- DIRECTIONS -
The finished copy must match the records exactly, except that it contains no pictures.

- DATA IN THIS EXERCISE -

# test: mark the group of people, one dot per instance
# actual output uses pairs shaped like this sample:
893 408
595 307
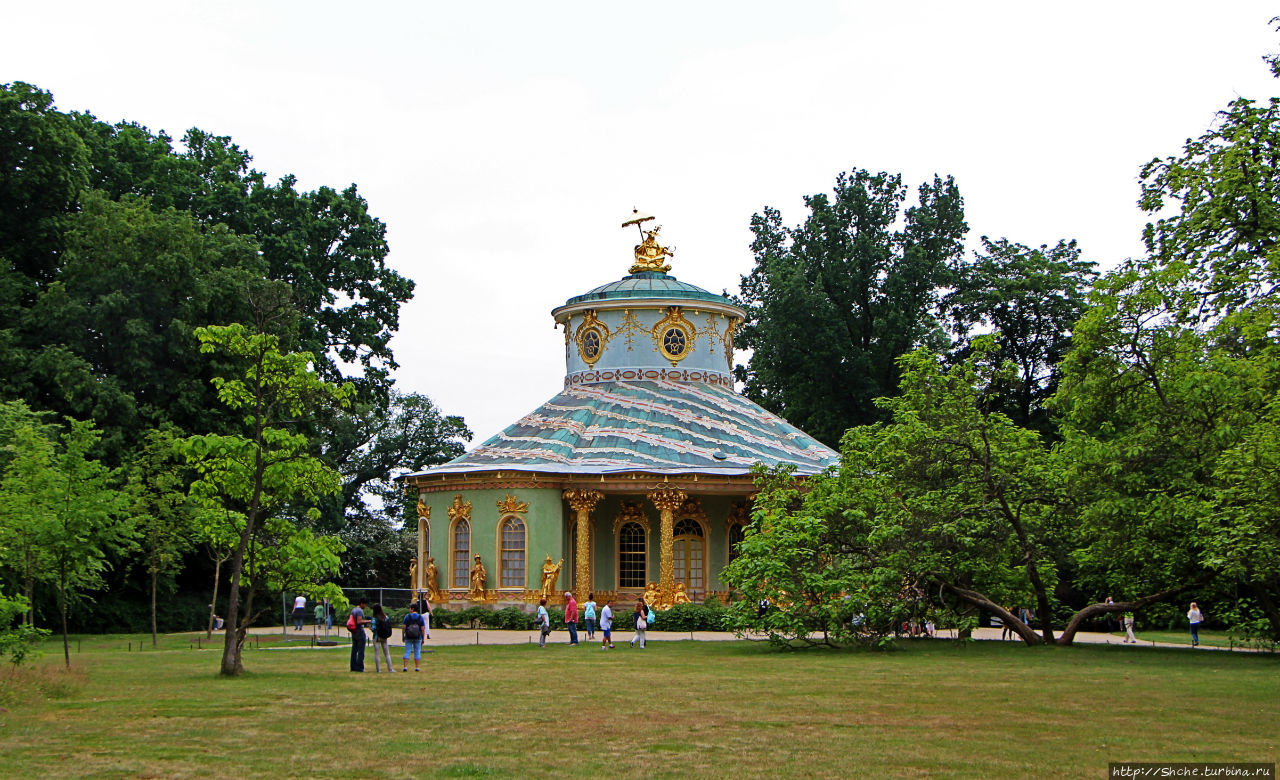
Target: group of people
416 628
641 617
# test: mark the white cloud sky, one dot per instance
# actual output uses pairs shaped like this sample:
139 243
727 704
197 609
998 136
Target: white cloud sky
503 142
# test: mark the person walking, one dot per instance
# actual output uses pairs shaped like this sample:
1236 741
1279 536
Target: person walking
589 615
571 617
415 628
606 625
356 625
544 623
639 623
382 634
1194 616
300 611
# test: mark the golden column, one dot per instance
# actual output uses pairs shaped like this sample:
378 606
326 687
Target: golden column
583 502
667 500
424 515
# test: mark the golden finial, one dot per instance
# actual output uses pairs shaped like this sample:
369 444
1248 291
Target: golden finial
649 252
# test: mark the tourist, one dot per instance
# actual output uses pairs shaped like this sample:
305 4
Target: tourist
571 616
639 623
589 615
415 628
544 623
300 610
1194 616
607 625
382 634
356 625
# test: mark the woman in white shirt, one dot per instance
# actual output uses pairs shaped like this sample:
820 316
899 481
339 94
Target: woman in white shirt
1194 617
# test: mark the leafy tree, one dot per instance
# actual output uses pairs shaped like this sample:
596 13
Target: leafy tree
368 445
69 505
265 471
833 301
1027 299
160 511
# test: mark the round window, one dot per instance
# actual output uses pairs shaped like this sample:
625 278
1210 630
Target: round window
675 342
592 345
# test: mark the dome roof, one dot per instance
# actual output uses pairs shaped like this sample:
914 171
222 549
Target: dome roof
648 284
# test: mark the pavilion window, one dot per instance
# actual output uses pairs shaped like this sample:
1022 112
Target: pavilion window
461 553
631 556
512 553
690 551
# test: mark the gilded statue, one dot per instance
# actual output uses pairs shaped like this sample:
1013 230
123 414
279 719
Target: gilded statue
478 578
650 254
433 584
551 573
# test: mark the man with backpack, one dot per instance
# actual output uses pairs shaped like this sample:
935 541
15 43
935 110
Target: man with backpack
415 628
356 625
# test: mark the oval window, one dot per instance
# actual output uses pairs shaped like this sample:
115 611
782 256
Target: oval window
673 342
592 345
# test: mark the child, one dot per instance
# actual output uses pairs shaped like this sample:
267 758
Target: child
607 625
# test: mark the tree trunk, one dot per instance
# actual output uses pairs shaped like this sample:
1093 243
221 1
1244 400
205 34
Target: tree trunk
155 575
62 606
231 642
978 600
1127 606
213 605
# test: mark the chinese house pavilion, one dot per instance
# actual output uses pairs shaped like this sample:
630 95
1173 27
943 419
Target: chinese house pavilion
638 473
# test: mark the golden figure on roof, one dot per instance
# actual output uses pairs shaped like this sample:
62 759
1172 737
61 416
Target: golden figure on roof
649 252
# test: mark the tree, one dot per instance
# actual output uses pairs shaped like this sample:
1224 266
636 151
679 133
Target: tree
160 511
1028 299
368 443
266 470
833 301
71 506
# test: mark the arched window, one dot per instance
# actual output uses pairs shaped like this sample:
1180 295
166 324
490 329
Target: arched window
512 552
735 536
461 553
631 556
690 553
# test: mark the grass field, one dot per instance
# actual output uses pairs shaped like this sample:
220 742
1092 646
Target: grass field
675 710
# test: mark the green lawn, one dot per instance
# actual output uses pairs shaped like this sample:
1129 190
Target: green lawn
675 710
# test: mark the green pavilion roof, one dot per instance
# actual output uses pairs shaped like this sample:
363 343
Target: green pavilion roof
648 284
666 427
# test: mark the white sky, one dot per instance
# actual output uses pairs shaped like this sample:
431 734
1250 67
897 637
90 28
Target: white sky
503 144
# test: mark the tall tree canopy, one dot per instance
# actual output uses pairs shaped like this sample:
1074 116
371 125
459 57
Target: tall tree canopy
833 301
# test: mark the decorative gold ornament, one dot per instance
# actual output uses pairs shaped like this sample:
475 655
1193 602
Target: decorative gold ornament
510 505
476 592
583 502
630 327
460 510
728 338
673 336
433 582
551 573
592 337
649 252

- EXERCISE OUTPUT -
# test: mark the group of people, one dot per instance
# actual output uses pairs shaped like this sample:
893 408
595 307
Target: group of people
416 628
641 617
# test: mark the white cloud sky, one dot per instance
# actual output uses pairs shaped like this sample:
139 243
727 704
197 609
998 136
Target: white cloud sky
503 142
# test: mark the person walking, one dot per instance
# actual output uses pairs shaped like this sample:
1236 741
1279 536
Target: person walking
589 615
571 617
415 628
606 625
356 625
544 623
639 623
382 634
1194 616
300 611
# test: mark the golden column, one dot per instance
# actual output uses pairs shaped like this sample:
378 606
326 687
Target: golden column
583 502
667 500
424 515
# test: mark the golden finial, one dot per instance
# actual output uses pairs shaped like this sample:
369 444
1248 291
Target: golden finial
649 252
# test: mark the tourist, one dot per instance
# actual output uses pairs shaped like this sample:
305 4
Target: tourist
571 616
639 623
589 615
415 628
544 623
300 610
1194 616
607 625
382 634
356 625
# test: mark the woman in white shirt, one dot per instance
# actual output uses pairs shaped like this sample:
820 316
899 481
339 94
Target: woman in white shirt
1194 617
# test: mark the leafy tree, one dot per instance
# actual output uses pairs shaped like this sample:
596 13
Target: leafy tree
368 445
69 505
265 471
833 301
1027 299
160 511
# test: mark the round window, one dot per instance
# actual output uses pairs shaped like this sample:
625 278
1210 630
Target: round window
675 342
592 345
# test: mark the dome roof, one dot per instance
# actual output uses pairs shaped like this sample:
914 171
222 549
Target: dome roof
648 284
# test: mark the pavilion window, one dot per instance
# actual output uses pairs shaped like this sample:
1022 112
Target: pavilion window
461 553
631 556
512 553
690 551
# test: mark the gilded statue, one dot per instance
# actual output uses pairs shaped like this sample:
1013 230
123 414
279 719
Target: gilded statue
478 578
650 254
433 584
551 573
# test: mark the man with backpack, one dot per instance
# actual output uses pairs shaped like this sample:
935 541
15 43
935 110
Target: man with backpack
415 628
356 625
# test: mark the oval window, one dot per instance
# actual output uses pairs shaped like this sample:
115 611
782 256
Target: oval window
673 342
592 345
# test: mark the child, one dot per instance
# actual output uses pairs shaped like this sample:
267 758
Target: child
607 625
# test: mark the tree trunk, one dot per instance
# actual output uses pairs shaped like this sample:
1093 243
221 1
1244 400
205 34
Target: tree trunk
155 575
62 606
231 642
978 600
1127 606
213 605
# test: mark the chinese house pavilion, one dot per instance
# actual output uses pairs shaped like this sample:
630 95
1173 27
943 419
Target: chinese house pavilion
638 473
# test: mark the golden figure on roof, one dot per instance
# actual output uses pairs shaped like this sample:
62 759
1172 737
61 416
Target: golden figure on roof
649 252
# test: mark the tree, one dot per instance
# actual output uses pairs shaped like this sample:
1224 266
636 151
679 133
Target: tree
160 511
1028 299
368 443
266 470
833 301
71 506
# test: mark the arched window, one dot per instance
# actual output uses pairs shaped like this sample:
1180 295
166 324
490 329
Target: arched window
512 552
735 536
461 553
631 556
690 553
# test: mark the grass field, one dot per instance
# actual output uses pairs shaped like this sample:
220 742
1092 646
Target: grass field
675 710
# test: mark the green lawn, one dot per instance
# actual output uses pairs shaped like this sample:
1129 190
Target: green lawn
675 710
# test: mark the green pavilion roof, one dot per instance
# actual output uses pairs shaped like this sample:
363 343
Target: green pavilion roof
648 284
666 427
# test: mark the white sky, one dot per instance
# actual output uses pairs shaped like this sample:
431 734
1250 67
897 637
90 28
Target: white sky
503 144
# test: mark the tall tree canopy, one dot per instance
# actual output uses pairs shaped like this sample:
1074 116
371 125
459 57
Target: tall tree canopy
833 301
# test: mark the decorative gold ornament, one dot per instance
# actual output uses pairs shaped like this sample:
475 655
1193 602
Target: decorative gold ornament
510 505
476 592
583 502
630 327
460 510
728 338
673 336
433 582
551 573
592 337
649 252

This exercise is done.